[WHAT IS NEEDED]
The reply should hold every entry exactly as written and none of the pictures.

[Point localization data]
▬▬▬

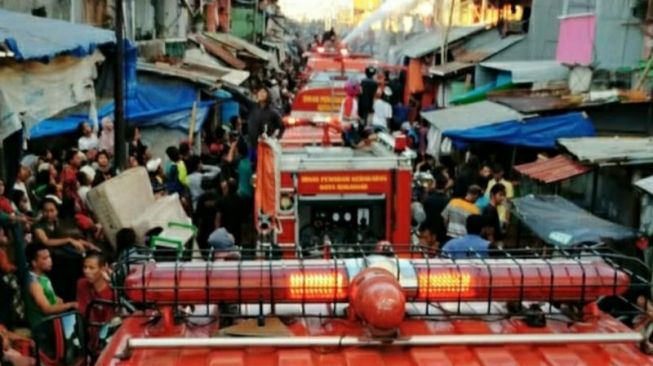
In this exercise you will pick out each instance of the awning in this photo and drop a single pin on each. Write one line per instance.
(527, 102)
(552, 170)
(29, 37)
(239, 45)
(471, 116)
(610, 150)
(428, 42)
(538, 132)
(450, 68)
(489, 44)
(151, 106)
(561, 223)
(530, 71)
(645, 184)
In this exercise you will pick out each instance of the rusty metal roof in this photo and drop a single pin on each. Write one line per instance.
(533, 103)
(552, 170)
(475, 54)
(583, 354)
(471, 115)
(424, 43)
(450, 68)
(307, 135)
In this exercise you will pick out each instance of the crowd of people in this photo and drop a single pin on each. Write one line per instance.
(463, 216)
(65, 244)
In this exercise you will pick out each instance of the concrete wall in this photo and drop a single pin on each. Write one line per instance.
(619, 41)
(55, 8)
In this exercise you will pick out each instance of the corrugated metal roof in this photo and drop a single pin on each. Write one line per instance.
(450, 68)
(200, 74)
(306, 135)
(554, 354)
(552, 170)
(531, 71)
(240, 45)
(486, 50)
(425, 43)
(610, 150)
(471, 115)
(29, 37)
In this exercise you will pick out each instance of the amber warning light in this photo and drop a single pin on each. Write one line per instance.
(320, 281)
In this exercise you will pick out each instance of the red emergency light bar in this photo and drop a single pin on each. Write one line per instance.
(319, 281)
(536, 282)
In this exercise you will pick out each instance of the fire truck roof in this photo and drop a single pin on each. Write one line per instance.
(378, 156)
(588, 353)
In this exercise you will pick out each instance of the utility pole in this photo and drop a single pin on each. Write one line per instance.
(118, 91)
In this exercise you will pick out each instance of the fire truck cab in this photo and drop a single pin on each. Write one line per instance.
(331, 193)
(376, 311)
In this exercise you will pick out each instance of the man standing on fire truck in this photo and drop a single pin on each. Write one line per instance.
(263, 120)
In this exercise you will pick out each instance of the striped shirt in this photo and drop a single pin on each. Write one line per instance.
(455, 216)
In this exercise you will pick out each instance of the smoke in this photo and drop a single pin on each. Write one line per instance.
(378, 15)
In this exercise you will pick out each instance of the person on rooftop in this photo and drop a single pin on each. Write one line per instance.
(458, 210)
(88, 139)
(472, 245)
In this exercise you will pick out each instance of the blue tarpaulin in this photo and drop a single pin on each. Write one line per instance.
(539, 132)
(561, 223)
(151, 106)
(30, 37)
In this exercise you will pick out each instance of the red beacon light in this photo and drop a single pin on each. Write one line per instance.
(328, 281)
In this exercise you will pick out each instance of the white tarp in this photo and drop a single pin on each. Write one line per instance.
(32, 91)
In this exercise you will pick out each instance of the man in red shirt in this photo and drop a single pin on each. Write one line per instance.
(95, 287)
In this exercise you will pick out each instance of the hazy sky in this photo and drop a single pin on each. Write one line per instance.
(312, 9)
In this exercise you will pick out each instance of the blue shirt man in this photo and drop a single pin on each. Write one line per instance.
(470, 245)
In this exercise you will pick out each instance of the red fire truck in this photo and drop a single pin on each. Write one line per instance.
(376, 310)
(323, 81)
(316, 190)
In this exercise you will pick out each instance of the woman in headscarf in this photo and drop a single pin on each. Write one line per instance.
(107, 136)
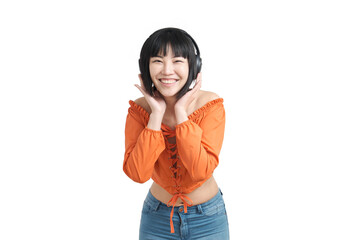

▬▬▬

[ANSWER TO THIS TASK]
In this exercise you will pick out each instance of the awning in this photo and drop a single pin on each. Write one line per instance.
(527, 102)
(552, 170)
(29, 37)
(239, 45)
(471, 116)
(610, 150)
(428, 42)
(538, 132)
(450, 68)
(489, 44)
(151, 106)
(561, 223)
(530, 71)
(645, 184)
In this exercise you will pick out each instance of the rusty metal roof in this photo and drop a single pin on each. Write one line per instance.
(533, 103)
(552, 170)
(475, 54)
(583, 354)
(471, 115)
(424, 43)
(450, 68)
(307, 135)
In this exercise you will pick out each instance of the crowd of people in this photo and drop a single pin on each. Write one line per instance.
(463, 216)
(65, 244)
In this exercise you will pick out each instance of the concrete wall in this photo and drop a single pin on each. Write one line per instance.
(619, 41)
(55, 8)
In this exercise you will pick out each instance of the corrugated metal roof in this photo and drop a single pin on each. Write one line per instance.
(450, 68)
(200, 74)
(306, 135)
(554, 354)
(552, 170)
(531, 71)
(240, 45)
(486, 50)
(425, 43)
(610, 150)
(471, 115)
(29, 37)
In this exercise you will pick out each instance of the amber warning light in this photo and drop a single pin on each. Write one line per instance.
(320, 281)
In this exercise you will pick out each instance of the red emergency light bar in this photo and drop a single pin on each. Write one line per instance.
(319, 281)
(536, 282)
In this exercise you will pick out each instance of the fire truck roof in this photo and drop a single pin on each. Write one line per instance.
(378, 156)
(588, 353)
In this exercise you will pick out each instance of the utility pole in this photo and drop a single pin on each. Write one line per instance.
(118, 91)
In this exercise you will pick out each instance of the fire truck cab in this photo and drop a single pin on each. Write one line per instance.
(331, 193)
(376, 311)
In this exercise you will pick out each instance of the man standing on fire truck in this photo and drop a single pin on each. Write one line per instance.
(263, 120)
In this exercise you will pick out each instance of the striped shirt in this photo and drop a single pin on each. Write one line per instance.
(455, 216)
In this exercise you will pick out each instance of the smoke in this photo and drop a single pin on each. Write one line per instance.
(378, 15)
In this exercise you will pick out each instance of the person on rooftop in this photo and drop a single pin on each. Write one line per instance.
(458, 210)
(88, 139)
(472, 245)
In this exercise you will pick out each instance of the blue tarpaulin in this photo and drop a single pin on each. Write one line per instance.
(539, 132)
(561, 223)
(151, 106)
(30, 37)
In this exercise you will pick out each instance of the red beacon light in this photo and drop a single pin on each. Write one line per instance.
(328, 281)
In this exercise you will pick out each instance of the white tarp in this photo and drop a single pin on each. Write one line per instance.
(32, 91)
In this exercise you will pick out each instance of the man in red shirt in this photo and drop a single pin on each. Write one line per instance.
(95, 287)
In this exercise you will pick out each instance of the hazy sky in this photo and drop a single pin on each. Write one line per instance.
(312, 9)
In this exercise you will pick out each instance of the blue shirt man in this photo and drop a single pin on each. Write one line per instance.
(470, 245)
In this exercise you will pick out each instance of the red fire truck in this photo and drop a single pin on each. Write one line per instance.
(376, 310)
(323, 81)
(316, 190)
In this exercise you will pick out each instance of the woman in headscarf in this photo and drop a single pin on each. Write one line per instance.
(107, 136)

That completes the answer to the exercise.